▶ _Sağlanan kayıtlar_:
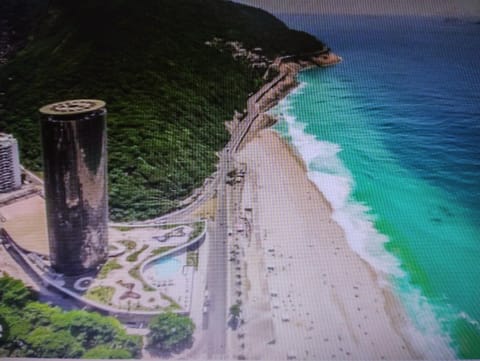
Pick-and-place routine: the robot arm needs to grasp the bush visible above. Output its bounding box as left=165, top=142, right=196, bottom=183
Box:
left=0, top=277, right=142, bottom=358
left=148, top=312, right=195, bottom=352
left=82, top=345, right=132, bottom=359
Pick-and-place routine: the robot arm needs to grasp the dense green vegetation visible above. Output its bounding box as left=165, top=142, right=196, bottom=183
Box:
left=0, top=0, right=322, bottom=220
left=148, top=312, right=195, bottom=352
left=0, top=276, right=142, bottom=358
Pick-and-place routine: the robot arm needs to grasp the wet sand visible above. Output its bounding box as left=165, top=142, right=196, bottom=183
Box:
left=237, top=130, right=418, bottom=360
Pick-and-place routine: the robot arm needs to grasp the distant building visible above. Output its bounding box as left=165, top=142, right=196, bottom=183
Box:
left=0, top=133, right=22, bottom=193
left=40, top=99, right=108, bottom=276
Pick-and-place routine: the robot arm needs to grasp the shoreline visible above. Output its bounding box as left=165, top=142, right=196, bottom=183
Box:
left=231, top=55, right=422, bottom=359
left=234, top=129, right=418, bottom=359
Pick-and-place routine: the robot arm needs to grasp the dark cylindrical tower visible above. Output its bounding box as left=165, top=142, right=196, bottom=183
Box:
left=40, top=99, right=108, bottom=276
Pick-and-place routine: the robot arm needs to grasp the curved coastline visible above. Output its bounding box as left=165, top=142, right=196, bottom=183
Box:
left=232, top=57, right=424, bottom=359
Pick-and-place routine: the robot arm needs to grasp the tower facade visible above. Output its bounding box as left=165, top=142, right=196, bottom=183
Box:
left=40, top=99, right=108, bottom=276
left=0, top=133, right=22, bottom=193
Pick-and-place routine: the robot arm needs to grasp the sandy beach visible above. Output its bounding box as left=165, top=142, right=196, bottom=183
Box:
left=237, top=130, right=418, bottom=360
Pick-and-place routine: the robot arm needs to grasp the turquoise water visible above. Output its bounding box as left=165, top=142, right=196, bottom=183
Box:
left=152, top=256, right=183, bottom=280
left=273, top=17, right=480, bottom=359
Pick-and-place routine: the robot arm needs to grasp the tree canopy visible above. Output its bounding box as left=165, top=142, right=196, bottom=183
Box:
left=148, top=312, right=195, bottom=352
left=0, top=0, right=323, bottom=220
left=0, top=276, right=142, bottom=359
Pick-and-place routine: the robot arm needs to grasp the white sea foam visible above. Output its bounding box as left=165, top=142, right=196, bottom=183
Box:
left=274, top=91, right=455, bottom=359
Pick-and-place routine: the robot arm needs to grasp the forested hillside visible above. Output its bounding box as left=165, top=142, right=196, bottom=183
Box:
left=0, top=0, right=322, bottom=220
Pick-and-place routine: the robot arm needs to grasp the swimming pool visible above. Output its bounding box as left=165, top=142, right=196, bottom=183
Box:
left=145, top=256, right=183, bottom=280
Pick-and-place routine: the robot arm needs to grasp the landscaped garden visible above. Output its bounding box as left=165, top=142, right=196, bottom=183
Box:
left=71, top=222, right=205, bottom=312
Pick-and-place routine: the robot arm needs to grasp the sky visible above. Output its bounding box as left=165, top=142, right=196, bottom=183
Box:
left=237, top=0, right=480, bottom=18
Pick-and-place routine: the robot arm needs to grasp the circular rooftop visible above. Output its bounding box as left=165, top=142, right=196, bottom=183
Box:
left=40, top=99, right=105, bottom=115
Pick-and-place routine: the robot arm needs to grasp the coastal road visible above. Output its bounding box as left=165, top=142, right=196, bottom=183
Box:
left=207, top=149, right=230, bottom=359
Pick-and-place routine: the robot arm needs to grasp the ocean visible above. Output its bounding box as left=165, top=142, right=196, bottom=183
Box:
left=272, top=15, right=480, bottom=359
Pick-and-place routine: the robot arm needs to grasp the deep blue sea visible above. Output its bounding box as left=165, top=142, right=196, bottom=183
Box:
left=273, top=15, right=480, bottom=359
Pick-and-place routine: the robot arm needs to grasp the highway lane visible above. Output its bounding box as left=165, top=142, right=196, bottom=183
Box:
left=207, top=150, right=230, bottom=359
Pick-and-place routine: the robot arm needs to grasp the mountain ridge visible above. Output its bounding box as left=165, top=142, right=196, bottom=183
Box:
left=0, top=0, right=323, bottom=221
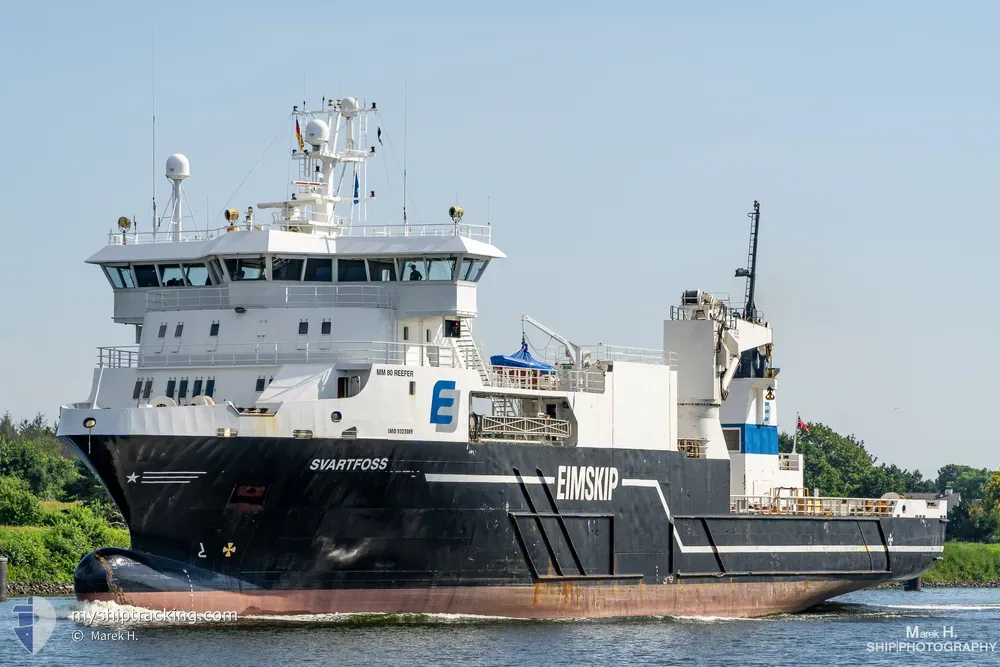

▶ _Alıştırmanın amacı_:
"Pick-and-place routine: the robot arm needs to grasp the coastal" ifadesinin geçtiği satırdan kayıtların sonuna kadar olan satırları, bu iki uç da dahil olmak üzere, hiçbir değişiklik yapmadan yeniden yazın. Resimleri yanıtınıza almayın.

▶ _Problemin çözümü_:
Pick-and-place routine: the robot arm needs to grasp the coastal road visible above. Output its bounding box as left=165, top=142, right=196, bottom=183
Box:
left=207, top=149, right=230, bottom=359
Pick-and-place routine: the robot arm needs to grasp the ocean visible above. Output its bounding box as left=165, top=142, right=196, bottom=183
Box:
left=272, top=15, right=480, bottom=359
Pick-and-place routine: the robot arm needs to grasp the deep blue sea visible above. Output its bounding box as left=165, top=142, right=196, bottom=183
Box:
left=273, top=15, right=480, bottom=359
Pick-and-place routine: the robot arm needs to grasp the highway lane visible above. Output its bounding box as left=165, top=142, right=196, bottom=183
Box:
left=207, top=150, right=230, bottom=359
Pick-and-place routine: the robot arm needs to grasp the mountain ridge visible above. Output its bounding box as left=165, top=142, right=196, bottom=183
Box:
left=0, top=0, right=323, bottom=221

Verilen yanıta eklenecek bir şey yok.